>> begin Given passage

We may not realize the anticipated benefits, or minimize the possible risks, of the sale of certain interconnect hardware assets to Intel Corporation, which could alter the revenue, costs and nature of our business. In connection with our sale of certain interconnect hardware assets to Intel, we conducted business, legal and financial due diligence with the goal of identifying and evaluating material risks involved in the transaction. Despite our efforts, we ultimately may be unsuccessful in ascertaining or evaluating all such risks and, as a result, might not realize the intended advantages of the transaction. Additionally, the process of transitioning our employees and technologies to Intel may result in unforeseen operating difficulties and expenditures and could involve a number of potential adverse risks to our business, including the following:
harm to our ability to compete in relevant markets or in customer perception of our products;
unanticipated costs, adverse tax consequences and unforeseen accounting charges or fluctuations;
exposure to potential liabilities to third parties or Intel, or claims for indemnification by Intel, including with respect to third-party litigation matters;
failure to successfully further develop our current products or disruption to our current or future product roadmaps and ongoing business;
delays and difficulties in receiving key components for our products from suppliers, including Intel;
loss of customers, vendors or alliances; and
failure to create shareholder value with the additional cash resources.
If we fail to realize the expected benefits from the transaction, or to minimize the expected risks of the transaction, whether as a result of unidentified risks or other unforeseen events, our business, results of operations and financial condition could be adversely affected.

>> end Given passage

Set problem 1. Retype the portion of the data listing below that begins with the line containing "Target: dark car in background" and continues through the end of the listing, including both ends.

>> begin Data shown

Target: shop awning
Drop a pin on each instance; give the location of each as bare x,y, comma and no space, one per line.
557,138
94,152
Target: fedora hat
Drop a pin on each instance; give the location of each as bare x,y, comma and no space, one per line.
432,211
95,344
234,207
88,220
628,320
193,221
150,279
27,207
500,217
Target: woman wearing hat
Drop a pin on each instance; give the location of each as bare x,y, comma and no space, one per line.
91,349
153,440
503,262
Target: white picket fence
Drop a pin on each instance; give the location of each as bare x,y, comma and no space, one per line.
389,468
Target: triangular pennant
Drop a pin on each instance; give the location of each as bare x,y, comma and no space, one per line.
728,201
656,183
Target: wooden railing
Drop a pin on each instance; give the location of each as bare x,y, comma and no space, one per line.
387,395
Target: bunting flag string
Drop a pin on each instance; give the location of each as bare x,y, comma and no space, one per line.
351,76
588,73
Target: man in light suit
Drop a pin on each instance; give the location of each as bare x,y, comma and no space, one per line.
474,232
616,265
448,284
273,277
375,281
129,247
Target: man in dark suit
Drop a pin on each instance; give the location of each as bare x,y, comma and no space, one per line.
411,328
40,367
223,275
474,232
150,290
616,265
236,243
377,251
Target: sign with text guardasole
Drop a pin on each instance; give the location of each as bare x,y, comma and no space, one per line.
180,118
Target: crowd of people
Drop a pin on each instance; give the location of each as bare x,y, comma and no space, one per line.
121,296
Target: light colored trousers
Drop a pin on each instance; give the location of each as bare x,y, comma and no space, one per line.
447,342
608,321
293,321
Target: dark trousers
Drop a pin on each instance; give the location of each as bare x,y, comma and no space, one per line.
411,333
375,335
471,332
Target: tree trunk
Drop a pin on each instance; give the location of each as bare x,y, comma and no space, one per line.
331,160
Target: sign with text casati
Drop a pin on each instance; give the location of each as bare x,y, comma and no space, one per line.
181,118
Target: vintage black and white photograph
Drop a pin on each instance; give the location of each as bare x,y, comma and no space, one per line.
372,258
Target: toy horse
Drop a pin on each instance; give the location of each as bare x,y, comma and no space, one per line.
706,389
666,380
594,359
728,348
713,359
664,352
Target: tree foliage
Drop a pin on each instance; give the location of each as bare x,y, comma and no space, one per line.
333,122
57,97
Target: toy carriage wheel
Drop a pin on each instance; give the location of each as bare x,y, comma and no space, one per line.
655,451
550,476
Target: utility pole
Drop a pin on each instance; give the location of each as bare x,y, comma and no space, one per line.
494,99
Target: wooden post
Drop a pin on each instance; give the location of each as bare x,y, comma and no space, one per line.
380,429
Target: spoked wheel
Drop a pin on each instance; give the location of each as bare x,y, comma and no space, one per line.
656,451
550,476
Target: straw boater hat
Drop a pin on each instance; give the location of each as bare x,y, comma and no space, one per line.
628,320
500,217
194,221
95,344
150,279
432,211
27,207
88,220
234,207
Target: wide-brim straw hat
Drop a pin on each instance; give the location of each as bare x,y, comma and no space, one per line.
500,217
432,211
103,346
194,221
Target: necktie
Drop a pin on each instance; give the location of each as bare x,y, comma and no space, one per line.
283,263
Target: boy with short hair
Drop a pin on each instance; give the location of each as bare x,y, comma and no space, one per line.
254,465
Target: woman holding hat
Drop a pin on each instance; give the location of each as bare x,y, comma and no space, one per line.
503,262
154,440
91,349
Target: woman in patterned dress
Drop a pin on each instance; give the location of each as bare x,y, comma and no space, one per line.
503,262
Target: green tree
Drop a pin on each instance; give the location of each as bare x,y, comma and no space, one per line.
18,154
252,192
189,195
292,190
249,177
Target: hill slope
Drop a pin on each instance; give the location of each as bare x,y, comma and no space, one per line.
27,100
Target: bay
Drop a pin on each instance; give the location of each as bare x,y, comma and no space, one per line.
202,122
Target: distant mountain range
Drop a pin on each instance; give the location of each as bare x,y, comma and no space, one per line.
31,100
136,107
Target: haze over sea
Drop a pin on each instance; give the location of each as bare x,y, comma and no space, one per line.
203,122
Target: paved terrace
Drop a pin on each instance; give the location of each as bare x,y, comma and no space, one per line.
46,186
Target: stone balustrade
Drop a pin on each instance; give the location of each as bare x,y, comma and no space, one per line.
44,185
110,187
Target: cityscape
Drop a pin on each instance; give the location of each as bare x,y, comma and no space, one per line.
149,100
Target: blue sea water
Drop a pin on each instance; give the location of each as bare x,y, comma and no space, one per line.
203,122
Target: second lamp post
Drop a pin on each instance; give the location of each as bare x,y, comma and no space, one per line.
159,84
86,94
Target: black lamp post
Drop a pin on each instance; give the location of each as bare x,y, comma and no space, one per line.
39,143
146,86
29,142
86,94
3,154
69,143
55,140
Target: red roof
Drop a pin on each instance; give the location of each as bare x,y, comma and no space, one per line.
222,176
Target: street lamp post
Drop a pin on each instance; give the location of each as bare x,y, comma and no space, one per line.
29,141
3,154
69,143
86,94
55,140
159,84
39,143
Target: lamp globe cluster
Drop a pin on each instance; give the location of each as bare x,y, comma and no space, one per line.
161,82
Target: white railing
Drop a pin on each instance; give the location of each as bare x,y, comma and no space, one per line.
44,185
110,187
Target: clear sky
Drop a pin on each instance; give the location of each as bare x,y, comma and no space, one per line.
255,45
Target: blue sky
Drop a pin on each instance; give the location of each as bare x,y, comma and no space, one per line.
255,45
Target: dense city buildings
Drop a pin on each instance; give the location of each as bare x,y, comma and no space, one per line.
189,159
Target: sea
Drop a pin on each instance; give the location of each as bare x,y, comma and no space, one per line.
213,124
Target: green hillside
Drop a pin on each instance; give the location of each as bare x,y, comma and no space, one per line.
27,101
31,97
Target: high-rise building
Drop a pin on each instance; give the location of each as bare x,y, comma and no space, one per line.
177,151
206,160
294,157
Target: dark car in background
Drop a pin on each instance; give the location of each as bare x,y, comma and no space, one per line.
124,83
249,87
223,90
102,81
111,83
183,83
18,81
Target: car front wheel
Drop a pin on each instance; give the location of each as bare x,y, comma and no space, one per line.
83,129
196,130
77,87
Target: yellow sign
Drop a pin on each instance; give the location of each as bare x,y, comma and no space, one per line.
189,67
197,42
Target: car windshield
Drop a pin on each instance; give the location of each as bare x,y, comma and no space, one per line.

>> end Data shown

Set problem 2.
Answer the following questions using the risk disclosure above, one answer per line:
(a) To which company were the interconnect hardware assets sold?
(b) What three kinds of due diligence were conducted in connection with the sale?
(c) What is the last potential adverse risk in the list?

Correct output 1.
Target: dark car in background
Drop a pin on each instance; give the location of each as bare x,y, comma and no space, one per line.
124,83
249,87
223,90
102,81
111,83
183,83
18,81
Target: car front wheel
Drop a pin on each instance; give the location of each as bare x,y, comma and no space, one per line.
83,129
196,130
77,87
Target: yellow sign
Drop a pin on each instance; give the location of each as bare x,y, comma and no space, one per line.
189,67
197,42
Target: car windshield
Drop a pin on each instance; give the location of each as bare x,y, comma and no space, one per line.

Correct output 2.
(a) Intel Corporation
(b) Business, legal and financial due diligence
(c) Failure to create shareholder value with the additional cash resources